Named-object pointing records
####################
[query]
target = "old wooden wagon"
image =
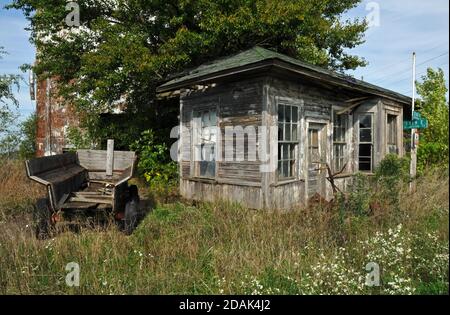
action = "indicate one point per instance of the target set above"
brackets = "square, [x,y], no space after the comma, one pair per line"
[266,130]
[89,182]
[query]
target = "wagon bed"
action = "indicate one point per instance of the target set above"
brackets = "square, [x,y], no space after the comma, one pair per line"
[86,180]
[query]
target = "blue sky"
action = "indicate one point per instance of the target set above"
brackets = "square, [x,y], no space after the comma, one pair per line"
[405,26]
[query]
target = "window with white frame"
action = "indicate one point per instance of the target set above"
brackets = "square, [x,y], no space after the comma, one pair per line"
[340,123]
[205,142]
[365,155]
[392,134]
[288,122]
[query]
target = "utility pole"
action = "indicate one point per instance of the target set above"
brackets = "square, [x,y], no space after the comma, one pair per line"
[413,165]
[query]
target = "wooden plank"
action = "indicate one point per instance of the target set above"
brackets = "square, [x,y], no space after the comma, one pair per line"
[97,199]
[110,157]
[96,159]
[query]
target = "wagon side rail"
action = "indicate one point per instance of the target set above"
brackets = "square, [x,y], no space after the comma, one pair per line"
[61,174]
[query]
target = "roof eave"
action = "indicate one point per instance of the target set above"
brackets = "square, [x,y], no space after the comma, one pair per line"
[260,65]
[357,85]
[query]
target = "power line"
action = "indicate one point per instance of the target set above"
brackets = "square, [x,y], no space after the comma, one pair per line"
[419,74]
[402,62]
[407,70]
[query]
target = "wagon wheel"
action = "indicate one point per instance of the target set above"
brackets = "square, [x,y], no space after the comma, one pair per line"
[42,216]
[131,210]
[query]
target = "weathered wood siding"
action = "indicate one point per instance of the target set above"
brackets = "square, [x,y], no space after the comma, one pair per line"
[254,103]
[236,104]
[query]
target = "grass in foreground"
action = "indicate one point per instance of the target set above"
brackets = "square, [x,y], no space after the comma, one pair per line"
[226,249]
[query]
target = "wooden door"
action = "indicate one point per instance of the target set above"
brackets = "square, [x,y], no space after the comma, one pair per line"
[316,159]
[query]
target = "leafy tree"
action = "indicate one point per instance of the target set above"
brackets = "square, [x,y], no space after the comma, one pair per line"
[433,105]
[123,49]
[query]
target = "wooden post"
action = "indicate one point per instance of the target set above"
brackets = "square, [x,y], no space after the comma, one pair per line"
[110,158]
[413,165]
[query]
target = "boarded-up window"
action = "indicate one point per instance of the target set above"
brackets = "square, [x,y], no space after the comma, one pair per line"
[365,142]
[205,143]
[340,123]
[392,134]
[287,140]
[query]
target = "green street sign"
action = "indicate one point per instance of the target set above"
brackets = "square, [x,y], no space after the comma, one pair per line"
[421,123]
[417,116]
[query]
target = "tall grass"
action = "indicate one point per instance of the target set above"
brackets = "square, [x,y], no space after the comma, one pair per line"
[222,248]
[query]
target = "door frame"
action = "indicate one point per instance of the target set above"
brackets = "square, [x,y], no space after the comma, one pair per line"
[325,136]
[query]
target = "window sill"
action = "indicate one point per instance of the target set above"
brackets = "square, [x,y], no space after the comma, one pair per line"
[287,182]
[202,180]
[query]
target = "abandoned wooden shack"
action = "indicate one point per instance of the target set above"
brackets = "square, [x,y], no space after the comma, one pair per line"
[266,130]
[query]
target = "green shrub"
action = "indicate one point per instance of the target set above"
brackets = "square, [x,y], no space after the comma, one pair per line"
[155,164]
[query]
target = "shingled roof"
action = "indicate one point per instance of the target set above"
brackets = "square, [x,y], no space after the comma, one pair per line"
####################
* _Task brief_
Output the entries above exactly, without their pictures.

* _Result of the task_
[query]
target = "old wooden wagon"
image =
action = "indicate one point per instance of the target set above"
brackets = "square, [x,y], no space after the comma, one pair per line"
[266,130]
[89,182]
[query]
target = "wagon bed"
action = "indicate one point per instance of the target set above"
brackets = "square, [x,y], no space after the comma, one pair per line"
[86,180]
[query]
target = "blue sky"
action = "indicate one point per instance of the target set above"
brackets = "square, [x,y], no space after the comma, one pair per line"
[405,26]
[query]
target = "window with white frame"
action = "indicate one point per instance of the target set above"
brackets = "square, [x,y], no space after the comma, one pair per line"
[340,123]
[205,142]
[365,155]
[392,134]
[288,122]
[query]
target = "utility pole"
action = "indicate one point per instance of the target set above"
brackets = "square, [x,y], no space after the comma, one pair per line"
[413,165]
[query]
target = "wooden plank"
action = "indicate one point per instance of the target set above"
brackets = "square, [x,y], no space after the comma, one pair per line"
[97,199]
[110,157]
[96,159]
[query]
target = "wagon side rail"
action = "indicate one point per instance of the target set above"
brackets = "square, [x,y], no space after the comma, one pair per line"
[61,174]
[query]
target = "roof eave"
action = "indicate one point per instance of the target set above"
brackets = "square, [x,y], no space after the comma, one pair per line"
[260,65]
[357,85]
[query]
target = "power line"
action = "indicate one point per instance of the target set above"
brackets = "square, [x,y], no space after the comma, one pair per line"
[419,74]
[402,62]
[407,70]
[query]
target = "wagon wheel"
action = "indicate one point per instance of the target set above"
brackets = "square, [x,y], no space after the comma, one pair per line"
[42,216]
[131,210]
[query]
target = "weathered wood siding"
action = "indicate one point per instance of the target set above"
brackets = "square, [x,y], no space after the comma, one pair per line"
[254,103]
[236,104]
[query]
target = "grass in foreground"
action = "indicate one point per instance of the target set above"
brackets = "square, [x,y], no space after the comma, one pair per line"
[226,249]
[query]
target = "wooden door"
action = "indicate one point per instance of the target set above"
brackets = "square, [x,y], no space after the comma, one pair per line"
[316,159]
[query]
target = "leafy tree"
action = "indicate one point per instance of the target set above"
brackets = "square, [x,y], no space after the comma, one pair per line"
[433,105]
[123,49]
[query]
target = "wooden post"
action = "indicate one point per instance of the target set above"
brackets = "square, [x,y], no space after the comma, one pair per line"
[110,158]
[413,165]
[query]
target = "boarded-up window"
action = "indicate one point per instance of the target set above"
brackets = "square, [x,y], no space after the comma, one pair per line"
[365,142]
[205,143]
[340,123]
[392,134]
[287,140]
[query]
target = "green street sign"
action = "indicate one point per instance of the target set above"
brackets = "square, [x,y], no space after the comma, one pair per line"
[421,123]
[417,116]
[query]
target = "tall grass"
action = "indicate one point per instance of the target set above"
brackets = "square, [x,y], no space after the comma, one pair per line"
[222,248]
[query]
target = "door frame"
action = "indicate one point per instance of the target set above"
brackets = "square, [x,y], no space after the comma, one pair per line"
[325,136]
[query]
target = "window sill"
action = "indicate one point per instance of the target set above"
brackets = "square, [x,y], no space after the comma, one pair per line"
[287,182]
[202,180]
[query]
target = "abandoned wooden shack"
action = "indicate one point per instance of the target set above"
brackets = "square, [x,y], no space after the comma, one pair per line"
[266,130]
[query]
target = "green shrub"
action = "indicate one point per instance of the target set above"
brackets = "square, [x,y], no space after the comma, one pair per line"
[155,164]
[query]
target = "shingled roof"
action = "indicate one point per instance of the target set above"
brackets = "square, [x,y], no space after the comma, one pair per line"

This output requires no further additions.